Natural-language object grounding data
::::::::
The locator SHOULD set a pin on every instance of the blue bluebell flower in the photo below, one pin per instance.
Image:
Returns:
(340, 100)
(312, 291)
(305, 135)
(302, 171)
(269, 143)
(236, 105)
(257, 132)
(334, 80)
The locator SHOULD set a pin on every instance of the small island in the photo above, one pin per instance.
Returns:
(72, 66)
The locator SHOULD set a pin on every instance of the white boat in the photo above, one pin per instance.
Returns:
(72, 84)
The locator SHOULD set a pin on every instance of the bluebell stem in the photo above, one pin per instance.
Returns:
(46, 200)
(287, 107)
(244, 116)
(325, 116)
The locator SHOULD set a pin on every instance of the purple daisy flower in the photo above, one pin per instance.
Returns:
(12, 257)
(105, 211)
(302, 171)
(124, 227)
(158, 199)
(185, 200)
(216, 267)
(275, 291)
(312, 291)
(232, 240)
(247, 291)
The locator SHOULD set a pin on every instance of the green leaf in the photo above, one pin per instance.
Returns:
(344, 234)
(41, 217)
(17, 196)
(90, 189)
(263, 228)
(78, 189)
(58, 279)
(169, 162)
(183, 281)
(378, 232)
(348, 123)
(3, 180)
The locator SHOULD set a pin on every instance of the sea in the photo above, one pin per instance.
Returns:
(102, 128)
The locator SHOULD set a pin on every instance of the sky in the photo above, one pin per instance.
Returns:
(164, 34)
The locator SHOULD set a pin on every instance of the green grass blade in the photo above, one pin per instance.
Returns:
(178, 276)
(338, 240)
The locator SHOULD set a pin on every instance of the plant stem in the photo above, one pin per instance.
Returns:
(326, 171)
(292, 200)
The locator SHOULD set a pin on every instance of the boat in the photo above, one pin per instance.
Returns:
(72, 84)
::::::::
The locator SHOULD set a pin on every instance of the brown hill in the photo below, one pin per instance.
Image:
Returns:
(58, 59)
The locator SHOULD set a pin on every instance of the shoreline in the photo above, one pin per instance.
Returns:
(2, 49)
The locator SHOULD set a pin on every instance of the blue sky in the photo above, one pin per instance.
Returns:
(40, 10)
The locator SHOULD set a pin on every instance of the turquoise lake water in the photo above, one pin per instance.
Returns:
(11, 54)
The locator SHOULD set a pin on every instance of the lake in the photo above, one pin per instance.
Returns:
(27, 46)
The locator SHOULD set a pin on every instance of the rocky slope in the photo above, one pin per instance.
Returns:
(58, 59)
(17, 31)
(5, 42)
::::::::
▶ _What to produce_
Every line that holds the string "boat" must be copied from the records above.

▶ _Result of this exercise_
The locator SHOULD set a pin on every instance of the white boat in the photo above, one pin per instance.
The locator SHOULD set a pin on every instance of the boat in the photo above, one pin per instance.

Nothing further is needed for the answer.